PROVIDED PASSAGE:
--------

Sunday, June 26, 2011

...through Spirit

Through the gradual slowing down of vibrations, darkness becomes light, the shadows become colors, the colors...sound. It is believed, that even in this dark realm, there is sound. A sound so high on the scale of harmonics that it is inaccessible...we cannot hear it as it is.[1] At times, my mind might be etched darkly[2], but it never taints my confidence in this alchemic process as this slowing down...speaks to my character. I put my trust in the slowing of these vibrations, basking in a more heavenly light. Allowing the sounds I’ve yet to hear, resonate.

58. Italian Angel

The prisms that fill my room usually don’t arrive till after 3:00 p.m. Right on time...it’s now 3:33 and one just landed next to me. I put my hand out and it slides off the desk onto my hand, double helix and untwined rainbow, (re)marking, gently coursing the head and love lines patterned deeply on my palm. The color doesn’t sway or twirl today, just stays. Steadily pointing southwest and sits there still. Still.

--------

GIVEN DATA:
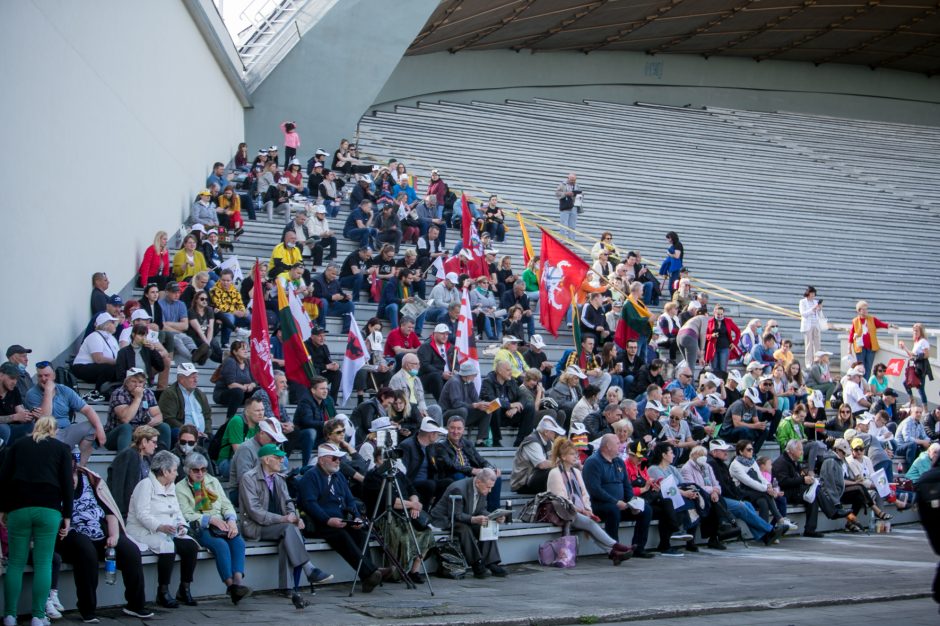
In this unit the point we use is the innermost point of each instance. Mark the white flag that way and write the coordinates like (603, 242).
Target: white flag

--------

WHAT THIS EXERCISE ASKS:
1) According to the blog post, after what time do the prisms usually arrive in the room?
2) Duplicate the portion of the blog post starting at "The prisms that" and ending at "there still. Still.".
3) Summarize the blog post in two sentences.

RESPONSES PER TASK:
1) After 3:00 p.m.

2)
The prisms that fill my room usually don’t arrive till after 3:00 p.m. Right on time...it’s now 3:33 and one just landed next to me. I put my hand out and it slides off the desk onto my hand, double helix and untwined rainbow, (re)marking, gently coursing the head and love lines patterned deeply on my palm. The color doesn’t sway or twirl today, just stays. Steadily pointing southwest and sits there still. Still.

3) The blog post describes a gradual slowing of vibrations in which darkness becomes light, shadows become colors, and colors become sound, and the writer trusts this process even when the mind is dark. In a section titled "Italian Angel," a prism lands next to the writer at 3:33 and slides onto the writer's hand, where its color stays still, pointing southwest.